あなたの課題 ▸
a) 抜粋文をもとに、次の問いに答えよ。
(i) JR鶴見駅からレアールつくの商店街までは歩いて何分か。
(ii) 「ぼてふり地蔵」が現在地に再建されたのは何年か。
(iii) 長崎屋が撤退したのはいつ頃か。
b) 抜粋文で、レアールつくの商店街に並ぶ店として挙げられている店の種類をすべて書き出せ。

抜粋文 ▸

★ ★ ★

商店街の衰退が叫ばれて久しい。郊外に進出した大型店との競合とそれに伴う中心市街地の空洞化、少子高齢化と人口減による商圏人口の減少、経営者の高齢化と後継者難など、その背後にある要因は日本の社会全体が直面している課題そのものだといえよう。商店街の活性化や再生に向けての模索が各地で続いているが、補助金を中心とした振興策には限界があり、商店街の役割や可能性そのものを見直す動きが広がっている。
そうした中、商店街支援とは無縁だったプレイヤーたちが、商店主や商店会とともに新たな可能性を掘り起こすケースが増えている。
マーケティングプランナーとして活動してきた著者もそのひとり。本連載では、商店街に飛び込んで異彩を放つプレイヤーを訪ね歩き、どんな化学反応から何が生み出されたのか、商店街の未来像を探る。
第2回 元公務員、商店街でまちづくり会社を起業 木村郁子さん(合同会社ふくわらい代表、つくまる実行委員会代表〈レアールつくの商店街〉)
昭和が息づく商店街
JR鶴見駅から歩いて10分。日差しを和らげるアーケードがひろがるレアールつくの商店街(横浜市鶴見区)にやってきた。数軒の青果店に鮮魚店、精肉店、お値打ち商品が並ぶスーパー、海苔やお茶を扱う専門店が並び、昭和レトロな空気を感じる喫茶店や洋食店も立ち並ぶ。訪れた平日の昼間はのんびりと人が行き交い、店先ではなじみの客と声をかけあう店主の姿がある。歩くだけでほっとする、人の息遣いが感じられる商店街だ。
商店街の中ほどには「ぼてふり地蔵」がある。江戸の末期、近くの魚河岸から、ハマグリやアサリなどの魚介類を仕入れて売り歩いていた「ぼてふり(棒手振り)さん」と呼ばれる行商人たちがいた。彼らは、このお地蔵さんに商売繁盛の願をかけていたらしい。当時のお地蔵さんは横浜大空襲の時に消失してしまったが、2003年に「ぼてふり地蔵」として現在地に再建され、地域のシンボルとなっている。
戦前から今に至るまで工業地帯として栄えてきた鶴見区は、工場労働者をはじめ多くの移住者を受け入れてきた。NHKの朝ドラ「ちむどんどん」にも登場した沖縄の人々や、沖縄に縁がある南米出身の人々など、独自のルーツをもつ文化が愛され街中に息づいている。
レアールつくの商店街は、戦後の闇市から始まっている。1970年代の最盛期には、戸建てが並ぶ住宅街や海近くの下町から毎日たくさんのお客がやってきた。当時、商店街の中ほどに長崎屋(1960年代から70年代にかけて成長した、衣料に強い中堅スーパー)があり、通りの向こうが見えないほどにぎわい、家族連れが一日楽しめる商店街だった。80年代に入ると長崎屋が撤退し、それとともに商店街は少しずつ勢いを失っていった。とはいえ令和のいまでも日々の暮らしを支える個人商店が並び、商店街のある暮らしが保たれている。穏やかさの中にも底力を感じさせる商店街だ。暮らしの中で商店街がある風景が失われているこの頃、レアールつくの商店街はテレビやCMのロケ地としても有名だ。

★ ★ ★

利用できる資料 ▸
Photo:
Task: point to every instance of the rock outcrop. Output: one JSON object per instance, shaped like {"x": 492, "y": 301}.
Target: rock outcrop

★ ★ ★

課題の解答 ▸
a)
(i) 10分
(ii) 2003年
(iii) 80年代に入ってから

b)
青果店
鮮魚店
精肉店
お値打ち商品が並ぶスーパー
海苔やお茶を扱う専門店
喫茶店
洋食店